◆ Task brief: Please print each entry below exactly as it reads.

◆ Dataset content:
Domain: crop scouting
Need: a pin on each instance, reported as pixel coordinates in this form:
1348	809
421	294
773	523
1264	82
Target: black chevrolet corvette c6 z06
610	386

◆ Result of this exercise:
Domain: crop scouting
Need: a pin on each instance, reported as pixel coordinates in this form:
1348	809
421	294
773	523
1264	82
Target: black chevrolet corvette c6 z06
610	386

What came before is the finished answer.